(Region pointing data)
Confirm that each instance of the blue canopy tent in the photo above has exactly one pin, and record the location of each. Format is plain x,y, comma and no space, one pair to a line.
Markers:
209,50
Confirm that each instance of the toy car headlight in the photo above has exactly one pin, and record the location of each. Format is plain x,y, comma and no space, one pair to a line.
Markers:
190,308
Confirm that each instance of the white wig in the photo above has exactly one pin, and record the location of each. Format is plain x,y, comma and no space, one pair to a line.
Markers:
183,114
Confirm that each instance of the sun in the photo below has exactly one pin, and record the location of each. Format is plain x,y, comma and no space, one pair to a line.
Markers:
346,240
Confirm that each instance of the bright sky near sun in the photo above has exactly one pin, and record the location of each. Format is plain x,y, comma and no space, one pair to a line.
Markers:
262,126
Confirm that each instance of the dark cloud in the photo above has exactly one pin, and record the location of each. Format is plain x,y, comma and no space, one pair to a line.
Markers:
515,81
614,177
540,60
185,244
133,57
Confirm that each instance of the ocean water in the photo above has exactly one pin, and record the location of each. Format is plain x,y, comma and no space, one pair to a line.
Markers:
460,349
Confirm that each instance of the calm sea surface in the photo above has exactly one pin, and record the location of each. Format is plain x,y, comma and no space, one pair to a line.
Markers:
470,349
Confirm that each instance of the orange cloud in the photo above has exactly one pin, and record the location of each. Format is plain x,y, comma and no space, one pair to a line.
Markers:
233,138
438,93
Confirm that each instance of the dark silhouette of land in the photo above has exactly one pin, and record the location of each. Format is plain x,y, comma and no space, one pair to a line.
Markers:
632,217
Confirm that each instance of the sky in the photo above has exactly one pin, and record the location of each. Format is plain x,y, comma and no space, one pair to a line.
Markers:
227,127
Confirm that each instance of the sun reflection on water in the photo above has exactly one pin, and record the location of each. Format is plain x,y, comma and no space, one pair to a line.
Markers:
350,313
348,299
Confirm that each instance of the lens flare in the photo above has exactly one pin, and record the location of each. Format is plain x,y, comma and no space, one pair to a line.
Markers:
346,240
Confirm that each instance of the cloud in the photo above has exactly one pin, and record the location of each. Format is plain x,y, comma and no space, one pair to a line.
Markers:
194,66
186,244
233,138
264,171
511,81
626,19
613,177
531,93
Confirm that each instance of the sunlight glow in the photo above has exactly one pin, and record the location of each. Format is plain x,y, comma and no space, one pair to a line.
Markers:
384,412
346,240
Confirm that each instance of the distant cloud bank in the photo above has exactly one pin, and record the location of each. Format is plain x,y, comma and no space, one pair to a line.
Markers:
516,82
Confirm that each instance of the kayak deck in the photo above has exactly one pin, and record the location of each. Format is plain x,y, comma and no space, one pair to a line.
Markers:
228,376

* **Exercise goal**
Retype every record above exactly as it appears.

* **Solution**
Confirm that each instance of the blue canopy tent in the photo above has exactly one pin, and record the location of each. Format is plain x,y, comma and no space, one pair to a line.
Markers:
209,50
Confirm that each instance of the toy car headlight in the photo above has exactly one pin, and record the location of each. Format is plain x,y, comma and no space, one pair to a line.
Markers:
190,308
Confirm that each instance of the white wig in the photo above has exactly one pin, and record the location of each. Format is plain x,y, comma and no space, one pair to a line.
Markers:
183,114
Confirm that each instance of the sun in the photo below has exactly one pin, and record the location of each. Format is plain x,y, comma and no space, one pair to a line.
Markers:
346,240
Confirm that each instance of the bright sky near sun in the photo above has exactly one pin, and record the location of each. Format is plain x,y, comma and no space, one pair to a line.
Markers:
262,126
Confirm that each instance of the dark cloud in the photo above has exactly one pin, and record the location of each. Format is plain x,y, comma and no space, one pair to a line.
Markers:
515,81
614,177
540,60
185,244
133,57
Confirm that each instance of the ocean water in the photo above has exactly one pin, and record the location of each. Format is plain x,y, comma and no space, one pair to a line.
Markers:
460,349
Confirm that each instance of the calm sea surface in the photo above has exactly one pin, and record the location of each. Format is plain x,y, comma and no space, one pair to a line.
Markers:
470,349
Confirm that each instance of the orange cloud in the photo above has exactly one pin, and record the location of each. Format is plain x,y, comma and no space, one pair to a line.
Markers:
233,138
438,93
Confirm that each instance of the dark silhouette of land in the photo above has exactly one pin, and record the location of each. Format is plain x,y, comma and no space, one pair to a line.
Markers:
632,217
Confirm that each instance of the sky in the photo above has exactly one pin, and record the location of each. Format is plain x,y, comma and no space, one pair to a line.
Markers:
227,127
Confirm that each instance of the sun reflection on water in the photo above has exactly one pin, and record the location of each. Format is plain x,y, comma and no space, one pair to a line.
Markers:
350,313
348,299
Confirm that each instance of the lens flare in the photo above has exactly one pin, and record the location of each. Format is plain x,y, comma and no space, one pair to a line.
Markers:
346,240
Confirm that each instance of the cloud in the photo above has exactly one pin, and record the location of each. Format is plain x,y, comma and no space, one pair to a line.
Markers:
194,66
186,244
233,138
264,171
511,81
626,19
613,177
531,93
Confirm that each instance of the sunlight glow in the photo above has exactly one pin, and record the location of each. Format is plain x,y, comma and no space, one pair to a line.
Markers:
384,412
346,240
Confirm that each instance of the distant cloud bank in the photo above has exactly one pin, and record the location of each. Format is plain x,y, comma and no space, one pair to a line.
Markers:
516,82
Confirm that each instance of the kayak deck in the photo above has exactly one pin, and record the location of each. Format is plain x,y, comma and no space, one pair to a line.
Markers:
228,376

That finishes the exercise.